• **Source extract**
_ _ _ _ _

Thirty-four patients completed the photography as a part of the prospective follow-up. One patient was excluded as she had undergone a contralateral breast reconstruction due to breast cancer. Thus, 33 patients were included. The photo sessions were performed between November 2019 and June 2021 at a mean of 66 (standard deviation, SD 11) months after breast reconstruction. The median age at breast reconstruction was 55 (SD 10) years. Of the included patients, 14 breasts were reconstructed with an EP and 19 with a DIEP flap.

Panel characteristics

Eleven plastic surgeons and two breast surgeons participated in the expert panel in the first phase of the study. Of these, eight were men and five were women. The age within the panel ranged from 38 to 68 years. Eleven of them performed the assessment twice. In the second phase, none of the four expert panellists had been involved in the care of the patients. The layman panel comprised of nine panellists of which four were men and five were women. Their ages ranged from 20 to 58 years. One member of the panel was a senior consultant physician working within a non-surgical specialty, two were intern physicians, and one was a medical student. The other laymen did not have any previous medical knowledge.

The median time for performing the assessment in the first phase was 60 (40–120) min for the experts and 50 (35–120) min for the laymen.

Reliability analysis

Distribution on the Likert scale

The distributions of the panels’ gradings per item are shown in . The expert and layman assessments are from the first phase of the study and the patient panel assessment from the second phase. Grades 4 and 5 were the most frequent for symmetry; however, grade 2 was the most common grade in the layman panel assessment of photos in 3D format. Regarding scar appearance, grade 4 was the most frequent grade in the expert and layman panels. However, photos in 2D format were most frequently assessed as grade 5 and photos in 3D format as grade 2 by the patient panel.

Table 1. Frequency distribution of panels’ grading from the panels’ first assessments separated by photo format for size, shape, symmetry, scar appearance and nipple areolar complex.

Table 2. Frequency distribution of panels’ grading from the panels’ first assessments separated by photo format for the overall aesthetic outcome.

Reliability for repeated assessments

In the expert panel, the intrarater agreements were moderate to substantial with a median wκ of 0.70 (0.62 − 0.75) for photos in 2D format and 0.67 (0.54 − 0.80) for photos in 3D format. In the layman panel, the agreements were moderate to substantial. The median wκ was 0.70 (0.58 − 0.74) and 0.66 (0.60 − 0.69) for the respective photo format. The patient panel had a median wκ of 0.73 (0.50 − 0.89) and 0.72 (0.29 − 0.83) respectively, assessed in the second phase of the study. The intrarater agreements are summarised in .

Table 3. Intrarater agreements with weighted kappa (κw) values.

_ _ _ _ _

• **Work required**
Translate this sentence from the breast reconstruction study above into Spanish: "Eleven plastic surgeons and two breast surgeons participated in the expert panel in the first phase of the study."

• **Raw data**
_ _ _ _ _

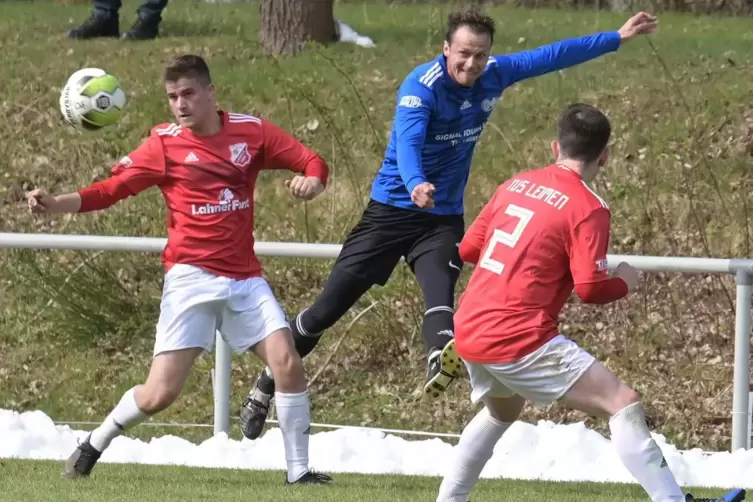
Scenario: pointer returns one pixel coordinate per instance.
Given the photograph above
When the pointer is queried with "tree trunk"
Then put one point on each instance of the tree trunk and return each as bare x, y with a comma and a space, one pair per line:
287, 25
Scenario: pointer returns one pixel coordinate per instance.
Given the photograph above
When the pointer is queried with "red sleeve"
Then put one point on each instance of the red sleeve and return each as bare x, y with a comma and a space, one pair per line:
134, 173
283, 151
588, 260
475, 238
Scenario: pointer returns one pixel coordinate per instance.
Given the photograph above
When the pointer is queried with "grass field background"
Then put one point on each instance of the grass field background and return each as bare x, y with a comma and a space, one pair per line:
40, 481
76, 329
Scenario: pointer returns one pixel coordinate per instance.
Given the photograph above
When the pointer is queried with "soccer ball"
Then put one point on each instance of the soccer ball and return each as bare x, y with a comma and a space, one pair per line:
92, 99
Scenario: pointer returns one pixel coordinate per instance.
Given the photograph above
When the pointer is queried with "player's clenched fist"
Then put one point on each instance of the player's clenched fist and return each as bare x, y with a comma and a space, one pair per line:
40, 202
642, 23
305, 187
423, 195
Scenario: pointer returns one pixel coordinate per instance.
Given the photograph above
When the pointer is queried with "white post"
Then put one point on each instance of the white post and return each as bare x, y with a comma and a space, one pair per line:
222, 361
741, 378
750, 419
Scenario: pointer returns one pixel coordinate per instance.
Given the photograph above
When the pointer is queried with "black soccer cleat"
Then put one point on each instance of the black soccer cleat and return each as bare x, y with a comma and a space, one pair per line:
736, 495
255, 408
311, 478
143, 29
82, 460
443, 369
98, 25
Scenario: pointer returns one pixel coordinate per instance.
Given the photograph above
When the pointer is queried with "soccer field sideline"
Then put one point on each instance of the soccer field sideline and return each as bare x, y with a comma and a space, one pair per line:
545, 451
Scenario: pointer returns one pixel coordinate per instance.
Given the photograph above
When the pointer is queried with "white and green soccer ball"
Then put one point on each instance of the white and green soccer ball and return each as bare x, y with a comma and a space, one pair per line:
92, 99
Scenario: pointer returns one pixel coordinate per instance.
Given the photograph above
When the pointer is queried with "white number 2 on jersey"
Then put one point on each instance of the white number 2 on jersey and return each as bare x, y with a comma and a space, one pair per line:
508, 239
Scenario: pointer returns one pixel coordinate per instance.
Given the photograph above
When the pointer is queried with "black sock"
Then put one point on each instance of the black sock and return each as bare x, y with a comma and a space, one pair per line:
304, 342
437, 329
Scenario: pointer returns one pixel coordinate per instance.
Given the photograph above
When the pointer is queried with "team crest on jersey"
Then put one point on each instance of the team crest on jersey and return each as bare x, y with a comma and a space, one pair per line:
226, 196
239, 154
488, 104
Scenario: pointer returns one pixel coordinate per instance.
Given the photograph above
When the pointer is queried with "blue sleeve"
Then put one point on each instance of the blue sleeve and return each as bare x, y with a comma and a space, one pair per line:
414, 106
548, 58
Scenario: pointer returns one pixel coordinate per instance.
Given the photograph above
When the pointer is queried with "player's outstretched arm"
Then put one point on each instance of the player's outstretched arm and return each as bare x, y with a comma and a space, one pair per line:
570, 52
134, 173
588, 262
415, 103
40, 202
283, 151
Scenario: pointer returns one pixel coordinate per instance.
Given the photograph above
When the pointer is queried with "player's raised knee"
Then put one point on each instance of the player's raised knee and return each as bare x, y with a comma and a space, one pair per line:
625, 397
152, 399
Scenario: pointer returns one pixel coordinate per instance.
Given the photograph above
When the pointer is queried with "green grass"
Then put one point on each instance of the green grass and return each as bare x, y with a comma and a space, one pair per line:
40, 481
76, 329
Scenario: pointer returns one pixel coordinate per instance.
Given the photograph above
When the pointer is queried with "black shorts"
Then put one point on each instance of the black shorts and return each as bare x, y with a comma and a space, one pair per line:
385, 234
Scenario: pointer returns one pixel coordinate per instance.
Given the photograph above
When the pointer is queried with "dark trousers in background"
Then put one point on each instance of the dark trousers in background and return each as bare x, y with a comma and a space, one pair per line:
147, 10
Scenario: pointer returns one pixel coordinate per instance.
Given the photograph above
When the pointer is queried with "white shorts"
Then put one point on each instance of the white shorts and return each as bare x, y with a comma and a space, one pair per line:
196, 304
542, 377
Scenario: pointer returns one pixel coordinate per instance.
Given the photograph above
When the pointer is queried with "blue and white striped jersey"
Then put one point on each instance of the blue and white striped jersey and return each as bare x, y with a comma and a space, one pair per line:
437, 122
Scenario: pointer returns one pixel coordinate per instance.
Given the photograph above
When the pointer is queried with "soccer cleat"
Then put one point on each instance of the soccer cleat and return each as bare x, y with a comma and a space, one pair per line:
98, 25
255, 408
311, 478
736, 495
443, 369
82, 461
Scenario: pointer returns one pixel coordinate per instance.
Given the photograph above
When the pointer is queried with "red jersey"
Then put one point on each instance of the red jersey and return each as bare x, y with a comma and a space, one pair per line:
542, 232
208, 184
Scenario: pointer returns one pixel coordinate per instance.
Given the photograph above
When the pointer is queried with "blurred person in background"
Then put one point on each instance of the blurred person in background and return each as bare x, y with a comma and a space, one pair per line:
105, 21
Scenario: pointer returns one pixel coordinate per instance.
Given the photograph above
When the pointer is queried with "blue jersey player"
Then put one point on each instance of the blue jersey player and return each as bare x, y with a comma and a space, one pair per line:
416, 205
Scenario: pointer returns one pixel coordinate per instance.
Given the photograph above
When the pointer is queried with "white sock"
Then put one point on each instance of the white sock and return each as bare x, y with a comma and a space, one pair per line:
641, 455
294, 416
125, 415
473, 451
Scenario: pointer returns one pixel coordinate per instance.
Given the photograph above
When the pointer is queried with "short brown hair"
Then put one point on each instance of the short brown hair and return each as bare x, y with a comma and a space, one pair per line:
583, 132
188, 65
474, 19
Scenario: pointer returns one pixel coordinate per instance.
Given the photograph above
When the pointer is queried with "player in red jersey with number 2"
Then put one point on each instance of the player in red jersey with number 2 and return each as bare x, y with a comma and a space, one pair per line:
206, 167
543, 233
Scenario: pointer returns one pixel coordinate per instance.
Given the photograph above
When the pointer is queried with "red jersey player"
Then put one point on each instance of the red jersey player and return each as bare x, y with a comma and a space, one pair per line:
206, 165
543, 233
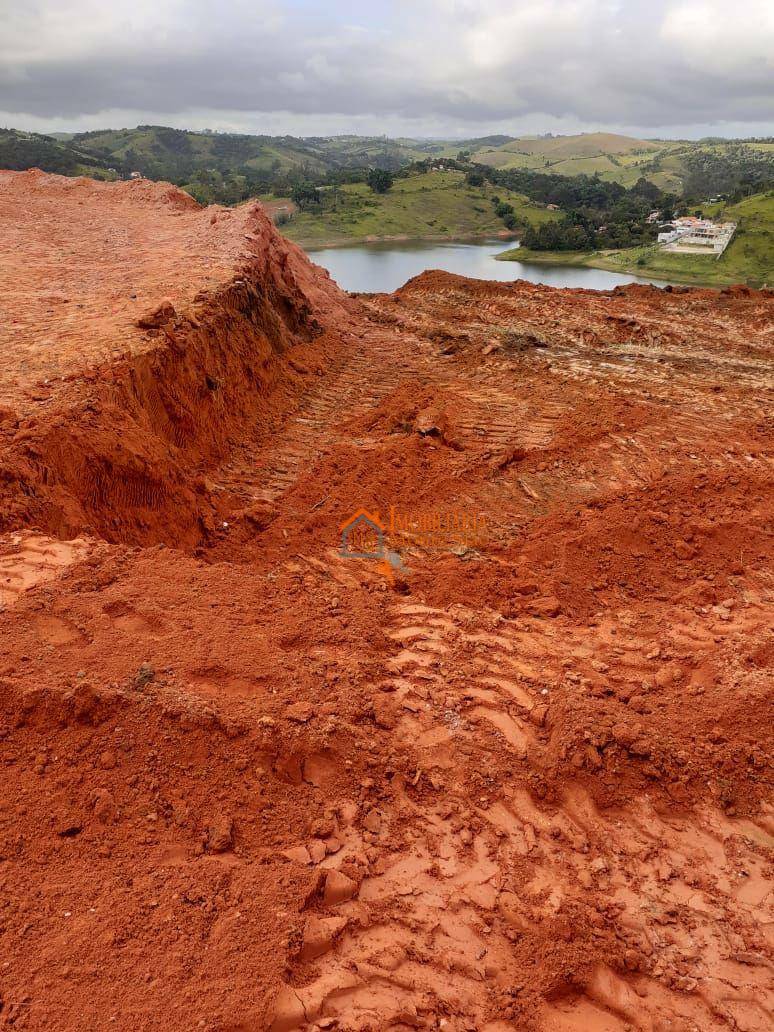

_ _ _ _ _

• **Solution**
Once cirujanos plásticos y dos cirujanos de mama participaron en el panel de expertos en la primera fase del estudio.